● **Extract to read**
I hate having awkward or difficult conversations. I feel uncomfortable asking for favours. I will break my back to avoid having to change a scheduled plan.
To the shock of many in my professional life, I am not an extrovert. I am actually deeply introverted and suffer a lot with social anxiety. So much so that I will use any form of self-checkout to avoid having to speak to people behind a counter. Any in-store interactions I do have are pre-planned and scripted out to the best of my ability.
I get awkward in the most benign of situations. And this is partly why I've created HuSOC! I wanted a platform to share the tools and techniques I have developed to break out of these social shackles. Today's topic is one that I think has had the biggest impact on both my professional and personal life. I don't always implement it perfectly, I'll be honest about that, sometimes I need someone to remind me of it and break me out of the cycle. But when I do implement it, I find a lot of the aforementioned issues go away.
The Question That Changed Everything
"How would I react?" - It's really as simple as that.
This simple question is something that can unblock me in almost any situation. Because if a friend asks me to help them move some boxes, I don't suddenly hate them and think that they're a burden (which is what I fear will happen) - no, I simply say "of course, when and where do you need me?".

● **Data rows**
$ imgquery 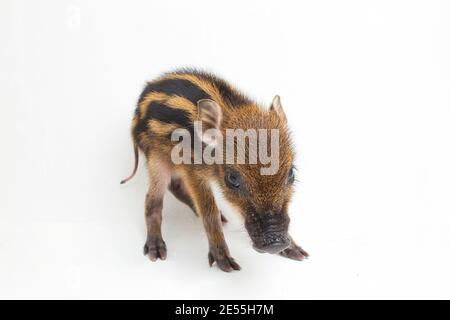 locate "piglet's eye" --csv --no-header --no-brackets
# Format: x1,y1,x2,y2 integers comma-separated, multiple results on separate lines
225,172,241,189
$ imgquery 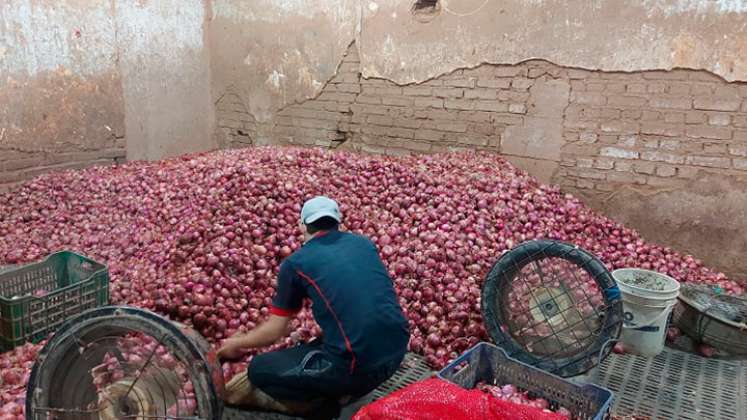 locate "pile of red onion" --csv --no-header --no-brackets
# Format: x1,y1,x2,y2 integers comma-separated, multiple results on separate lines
0,147,744,416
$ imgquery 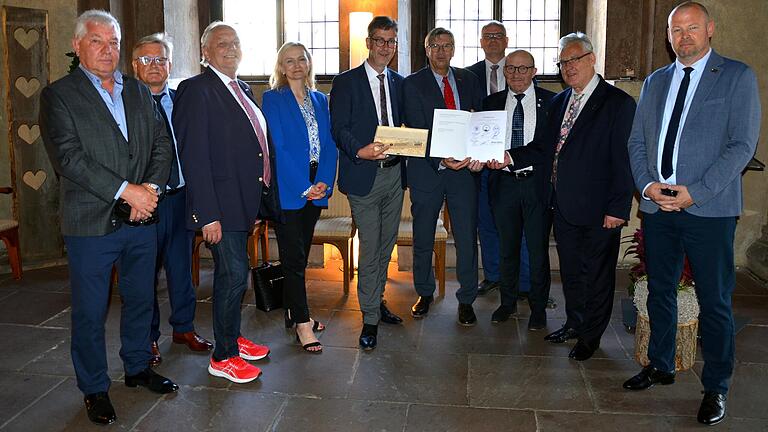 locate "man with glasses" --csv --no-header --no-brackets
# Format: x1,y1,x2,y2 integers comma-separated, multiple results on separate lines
131,33,213,366
481,50,555,330
403,27,483,326
330,16,405,350
467,21,509,295
624,2,761,425
497,33,635,361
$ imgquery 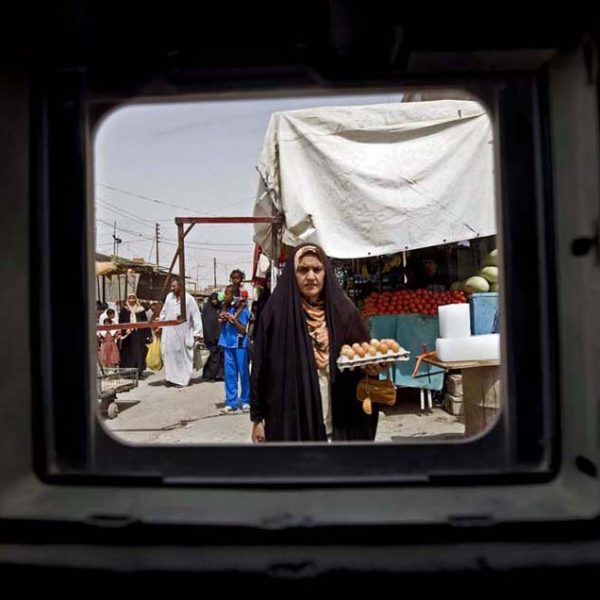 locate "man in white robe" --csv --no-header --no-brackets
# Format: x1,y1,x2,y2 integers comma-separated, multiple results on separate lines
160,278,202,387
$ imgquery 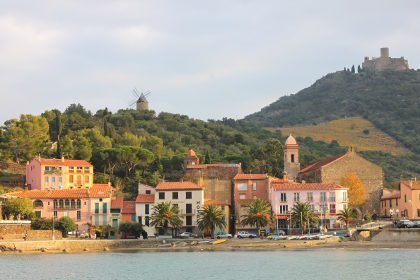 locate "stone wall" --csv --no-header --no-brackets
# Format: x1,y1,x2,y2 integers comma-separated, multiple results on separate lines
0,223,62,240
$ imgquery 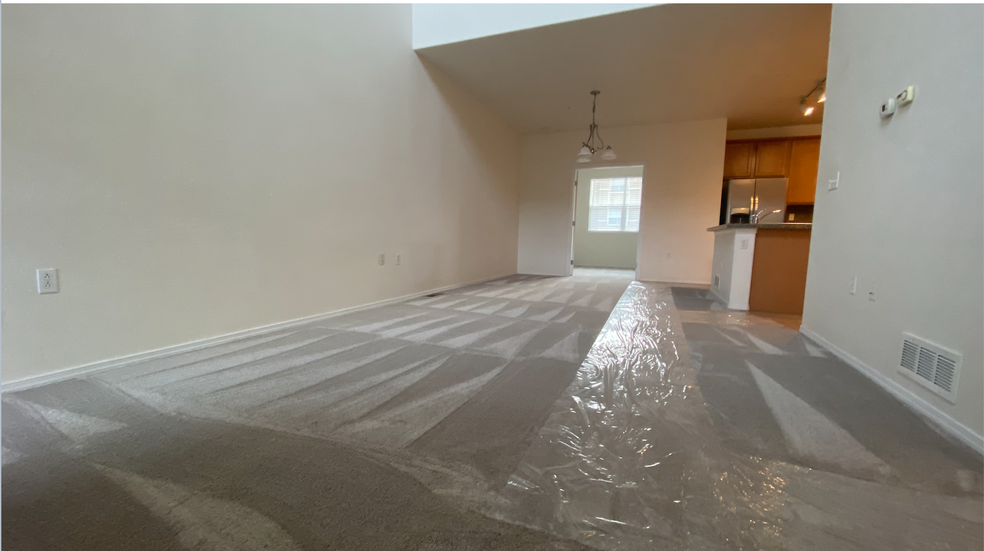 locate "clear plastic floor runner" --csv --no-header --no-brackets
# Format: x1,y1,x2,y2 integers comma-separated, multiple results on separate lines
491,282,984,550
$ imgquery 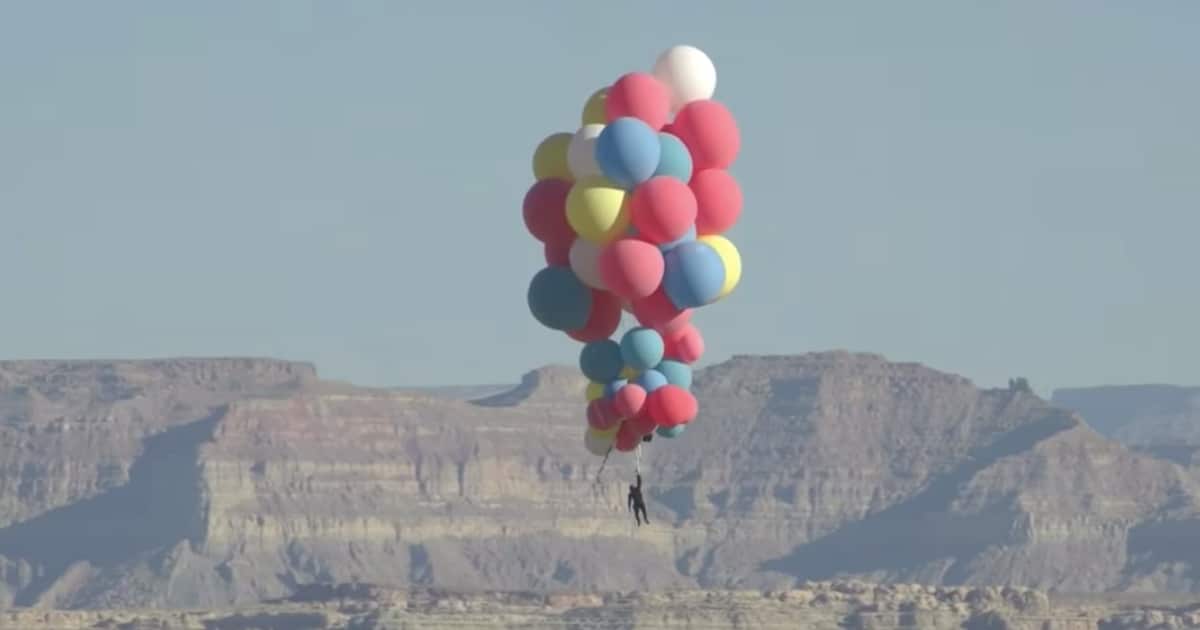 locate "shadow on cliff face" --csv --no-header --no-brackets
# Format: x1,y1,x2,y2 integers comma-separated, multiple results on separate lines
0,406,228,606
761,413,1080,583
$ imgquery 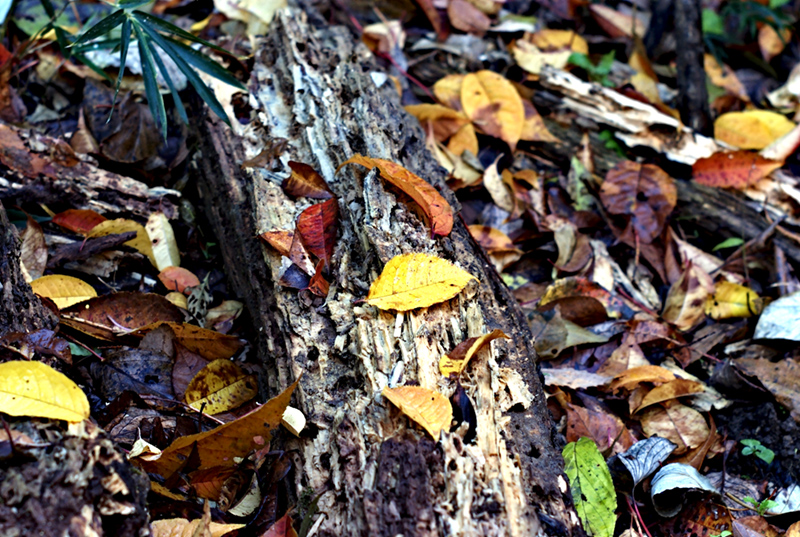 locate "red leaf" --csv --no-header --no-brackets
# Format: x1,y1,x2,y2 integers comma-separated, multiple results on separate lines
296,199,339,265
53,209,107,235
692,151,783,188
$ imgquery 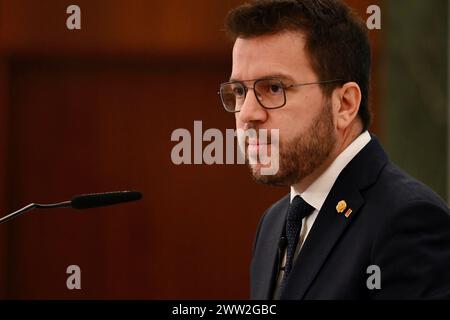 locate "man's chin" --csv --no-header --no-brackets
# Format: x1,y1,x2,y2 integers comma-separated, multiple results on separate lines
250,164,294,187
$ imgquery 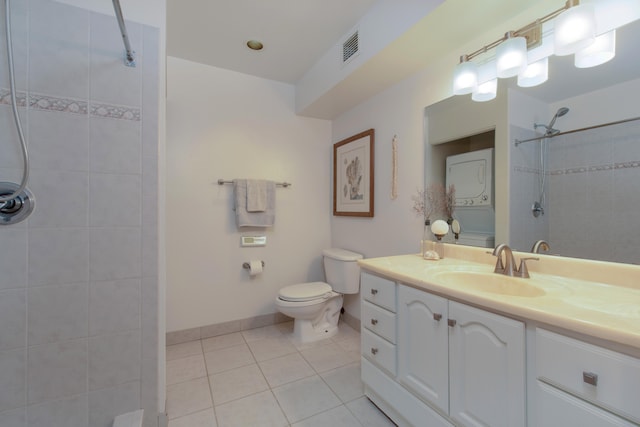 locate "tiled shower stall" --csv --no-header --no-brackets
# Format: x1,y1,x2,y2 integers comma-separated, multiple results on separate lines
510,121,640,264
0,0,159,427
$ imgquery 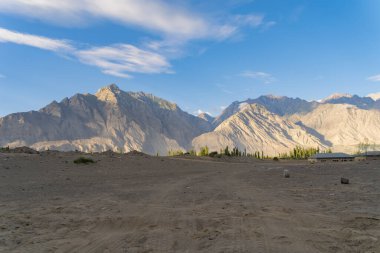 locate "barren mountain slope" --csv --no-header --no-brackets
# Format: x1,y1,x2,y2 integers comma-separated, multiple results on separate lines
193,104,328,155
292,104,380,152
0,85,210,154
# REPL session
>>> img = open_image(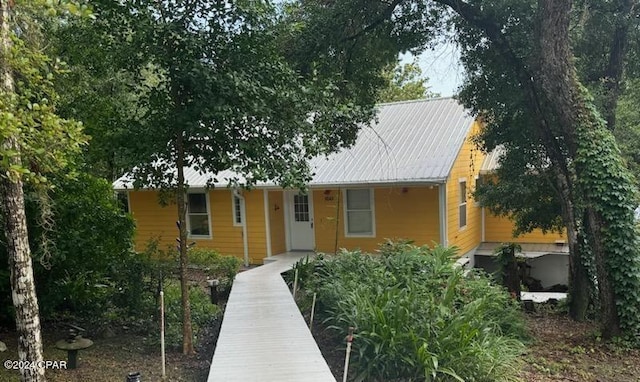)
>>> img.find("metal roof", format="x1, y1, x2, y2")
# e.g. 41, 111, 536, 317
311, 98, 474, 185
114, 98, 474, 189
480, 145, 505, 174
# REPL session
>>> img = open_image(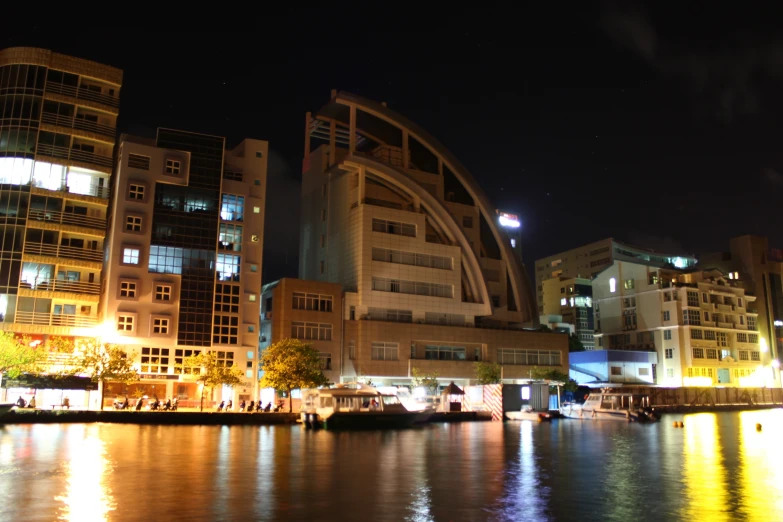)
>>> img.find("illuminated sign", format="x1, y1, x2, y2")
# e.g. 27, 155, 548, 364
498, 212, 520, 228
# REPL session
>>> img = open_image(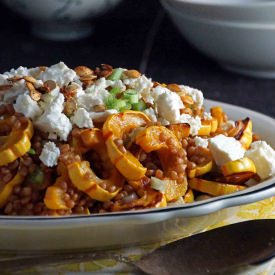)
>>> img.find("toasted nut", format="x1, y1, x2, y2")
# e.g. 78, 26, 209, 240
124, 70, 141, 78
26, 82, 41, 101
180, 108, 193, 115
44, 80, 57, 92
39, 66, 48, 72
153, 81, 161, 88
7, 75, 23, 82
64, 98, 77, 117
62, 83, 79, 99
94, 105, 106, 112
23, 76, 36, 84
30, 90, 41, 101
80, 75, 97, 82
74, 66, 94, 77
95, 64, 113, 78
0, 84, 13, 92
180, 95, 194, 105
167, 83, 181, 93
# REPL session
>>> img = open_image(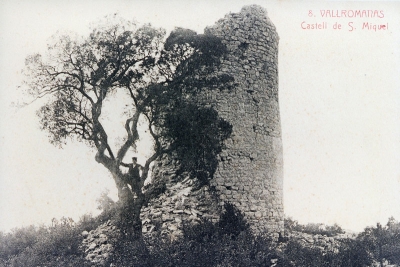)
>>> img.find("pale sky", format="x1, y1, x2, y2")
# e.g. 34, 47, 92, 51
0, 0, 400, 231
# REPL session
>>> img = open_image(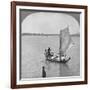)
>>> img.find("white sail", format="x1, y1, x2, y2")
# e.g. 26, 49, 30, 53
60, 27, 72, 55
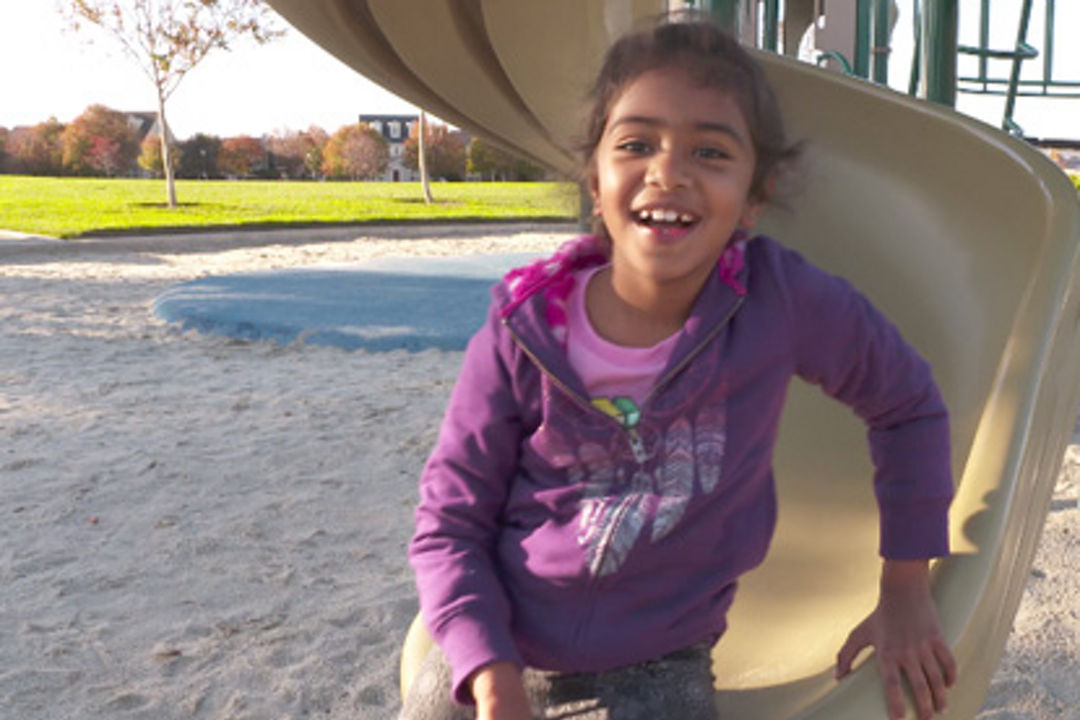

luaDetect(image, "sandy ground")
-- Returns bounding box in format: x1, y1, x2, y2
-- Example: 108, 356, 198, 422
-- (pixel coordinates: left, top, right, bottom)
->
0, 226, 1080, 720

● **Goals**
1. Quote the essay on social anxiety word for word from "To the shock" to "of my ability.".
2. Pull out each line of the entries that contains the string "find".
The essay on social anxiety and the entries have no connection to each other.

● **Answers provided**
1.
To the shock of many in my professional life, I am not an extrovert. I am actually deeply introverted and suffer a lot with social anxiety. So much so that I will use any form of self-checkout to avoid having to speak to people behind a counter. Any in-store interactions I do have are pre-planned and scripted out to the best of my ability.

2.
>>> img.find("metal roof", format="x1, y1, x2, y2")
>>> img.find("illuminated sign", format="x1, y1, x2, y2")
>>> img.find("toasted nut", format="x1, y1, x2, y2")
>>> img.find("pale sky", format="x1, y1, x2, y2")
>>> img.find("white sail", format="x1, y1, x2, y2")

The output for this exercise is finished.